Direction
Present the lines from the beginning of the Bounding-box records through the line that contains "left=28, top=644, right=242, bottom=849" as a numbered list, including both ends and leaving out blank lines. Do not include the pictures.

Bounding-box records:

━━━━━━━━━━━━━━━━━━━━

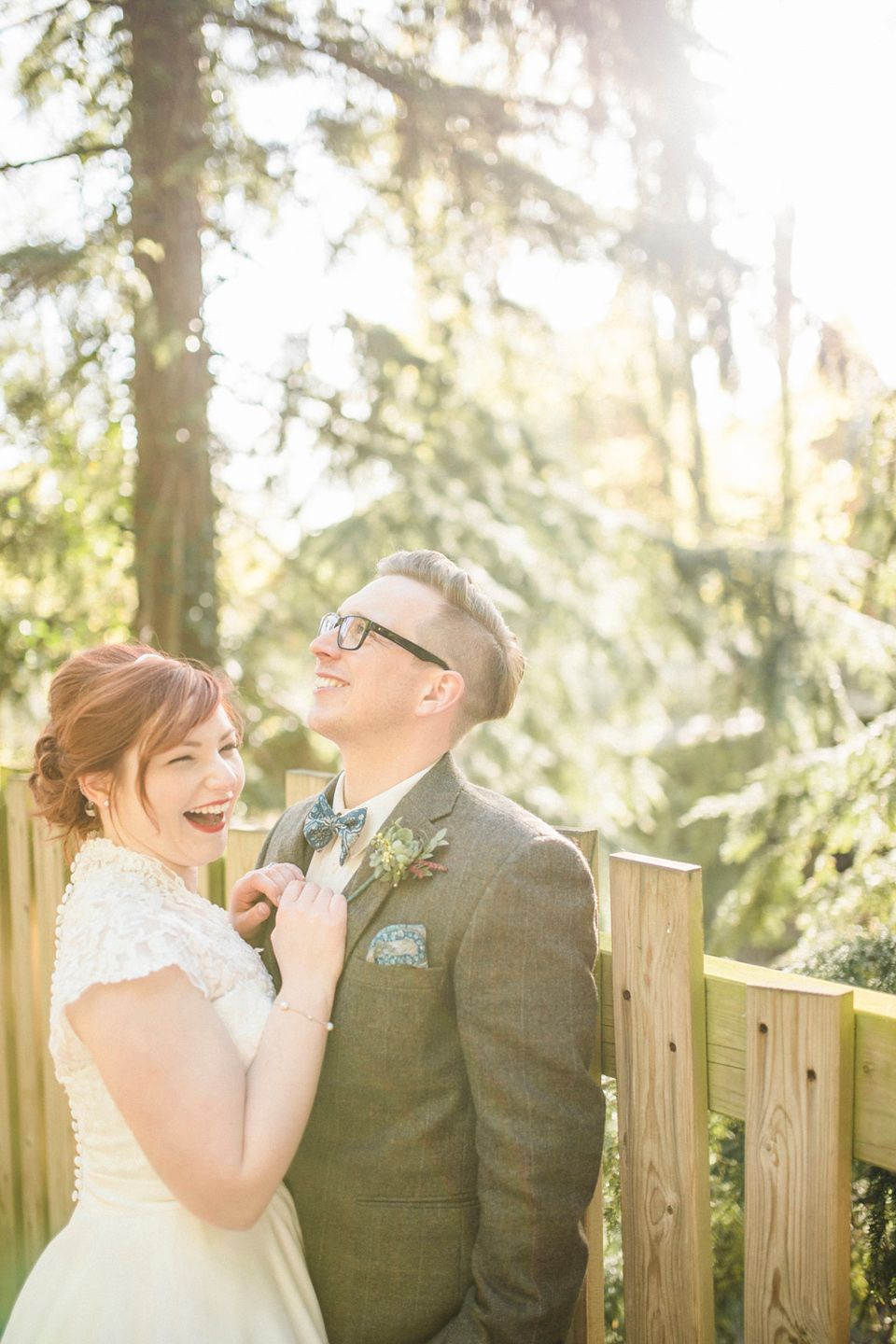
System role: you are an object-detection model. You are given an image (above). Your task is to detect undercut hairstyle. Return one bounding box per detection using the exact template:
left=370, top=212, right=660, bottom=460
left=376, top=551, right=525, bottom=736
left=28, top=644, right=242, bottom=849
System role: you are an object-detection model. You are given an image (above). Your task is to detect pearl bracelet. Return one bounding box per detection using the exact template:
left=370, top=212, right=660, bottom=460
left=276, top=999, right=333, bottom=1030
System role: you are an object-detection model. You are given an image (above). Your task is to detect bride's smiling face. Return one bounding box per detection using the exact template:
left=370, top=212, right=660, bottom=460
left=85, top=706, right=245, bottom=887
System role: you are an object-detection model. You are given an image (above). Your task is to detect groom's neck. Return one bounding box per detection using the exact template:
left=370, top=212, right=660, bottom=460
left=343, top=745, right=444, bottom=807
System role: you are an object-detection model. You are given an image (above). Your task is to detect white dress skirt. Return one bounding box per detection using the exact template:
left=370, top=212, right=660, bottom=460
left=3, top=840, right=327, bottom=1344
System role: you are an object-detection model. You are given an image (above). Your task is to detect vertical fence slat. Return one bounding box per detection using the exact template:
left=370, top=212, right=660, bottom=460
left=33, top=819, right=76, bottom=1237
left=7, top=777, right=47, bottom=1266
left=0, top=794, right=24, bottom=1329
left=744, top=986, right=854, bottom=1344
left=609, top=855, right=715, bottom=1344
left=221, top=827, right=267, bottom=907
left=287, top=770, right=334, bottom=807
left=557, top=827, right=603, bottom=1344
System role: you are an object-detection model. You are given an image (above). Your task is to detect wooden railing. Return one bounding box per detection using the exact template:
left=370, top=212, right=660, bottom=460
left=0, top=772, right=896, bottom=1344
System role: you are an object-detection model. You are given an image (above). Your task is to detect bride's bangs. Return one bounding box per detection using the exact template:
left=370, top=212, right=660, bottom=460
left=129, top=659, right=244, bottom=804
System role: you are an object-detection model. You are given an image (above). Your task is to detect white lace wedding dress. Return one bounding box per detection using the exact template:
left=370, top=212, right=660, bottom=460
left=3, top=840, right=327, bottom=1344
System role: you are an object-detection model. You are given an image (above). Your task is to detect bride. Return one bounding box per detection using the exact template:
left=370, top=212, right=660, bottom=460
left=4, top=644, right=345, bottom=1344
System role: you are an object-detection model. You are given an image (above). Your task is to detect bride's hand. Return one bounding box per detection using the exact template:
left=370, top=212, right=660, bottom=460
left=272, top=880, right=348, bottom=1014
left=227, top=862, right=302, bottom=942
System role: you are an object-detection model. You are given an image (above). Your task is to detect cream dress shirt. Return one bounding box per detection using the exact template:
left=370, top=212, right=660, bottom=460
left=305, top=761, right=435, bottom=891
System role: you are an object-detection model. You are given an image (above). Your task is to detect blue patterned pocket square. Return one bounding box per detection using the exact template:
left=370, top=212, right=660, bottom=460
left=367, top=925, right=428, bottom=966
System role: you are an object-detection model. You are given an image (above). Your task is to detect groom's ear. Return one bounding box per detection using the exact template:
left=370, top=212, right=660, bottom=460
left=416, top=669, right=465, bottom=717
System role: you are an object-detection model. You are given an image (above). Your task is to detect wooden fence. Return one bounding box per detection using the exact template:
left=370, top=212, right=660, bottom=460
left=0, top=772, right=896, bottom=1344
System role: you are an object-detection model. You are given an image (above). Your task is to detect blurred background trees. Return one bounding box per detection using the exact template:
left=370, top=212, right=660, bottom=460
left=0, top=0, right=896, bottom=1340
left=0, top=0, right=896, bottom=961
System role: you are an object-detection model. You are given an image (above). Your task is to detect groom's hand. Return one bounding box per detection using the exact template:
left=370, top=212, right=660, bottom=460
left=229, top=862, right=303, bottom=942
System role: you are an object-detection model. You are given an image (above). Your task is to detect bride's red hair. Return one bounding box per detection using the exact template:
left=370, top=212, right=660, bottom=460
left=28, top=644, right=242, bottom=843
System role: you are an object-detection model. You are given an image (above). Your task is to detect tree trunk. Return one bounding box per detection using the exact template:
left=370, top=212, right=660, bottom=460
left=122, top=0, right=217, bottom=664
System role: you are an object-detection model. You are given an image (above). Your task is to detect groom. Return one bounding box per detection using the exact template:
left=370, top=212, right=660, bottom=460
left=235, top=551, right=603, bottom=1344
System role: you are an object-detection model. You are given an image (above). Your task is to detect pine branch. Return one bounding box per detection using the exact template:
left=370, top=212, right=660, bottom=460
left=0, top=143, right=123, bottom=174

━━━━━━━━━━━━━━━━━━━━

Solution to this task
1. System role: you are an object-detection model. You are given an image (above). Your task is to detect undercut hairstyle. Return one bounding box per detection using the exact template:
2. left=370, top=212, right=660, bottom=460
3. left=376, top=551, right=525, bottom=736
4. left=28, top=644, right=242, bottom=849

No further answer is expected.